Excerpt to read
I don't remember which one of us suggested going downstairs to watch the movie, but we did, into the well-lit living room, the yellowish artificial light instead of mostly blue-filtered light through the trees outside that was upstairs. That room I remember in shades of orange, the orangey-yellow wood most of it. The couch in the corner had a patio door to the left, the telly on a little rolly table in front of it, a few other chairs; there was a counter to the right separating that space from the kitchen, then a hallway towards the front of the house, and the bathroom was left of the corridor, its door in the same plane as the patio door.

It's both perfectly clear and perfectly fuzzy.

We put in the movie.

Somewhere, he took his shirt off. And, of course, I locked up.

At this point, my sense of time goes completely to hell. I know that things happened, but I don't remember in what order. It's all completely disjointed, completely broken.

I remember most clearly -- and this is what I get when I get the flashbacks, which has neither been often nor intense for the past few years -- him standing in front of me, completely naked and erect, and saying, "I love you. I want to make love to you."

I remember lying on that couch with him lying on top of me, trying to get his hands to the button on my jeans, and locking my arms tight across my waist so he couldn't.

Source material

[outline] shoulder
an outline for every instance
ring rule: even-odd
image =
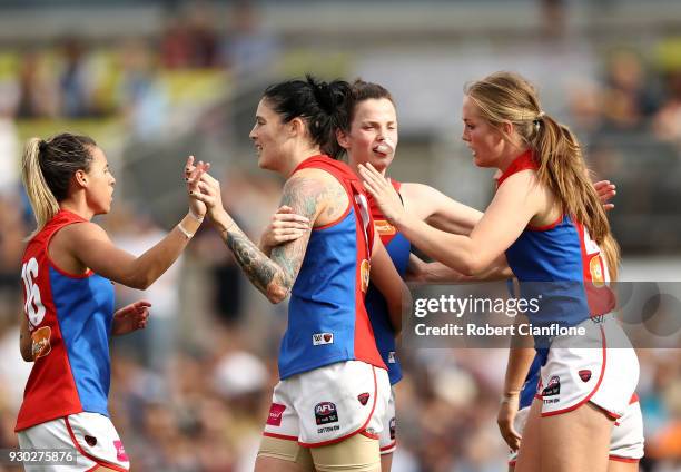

Exercise requirements
In the excerpt, what separated the living room from the kitchen?

The output
A counter to the right of the living room.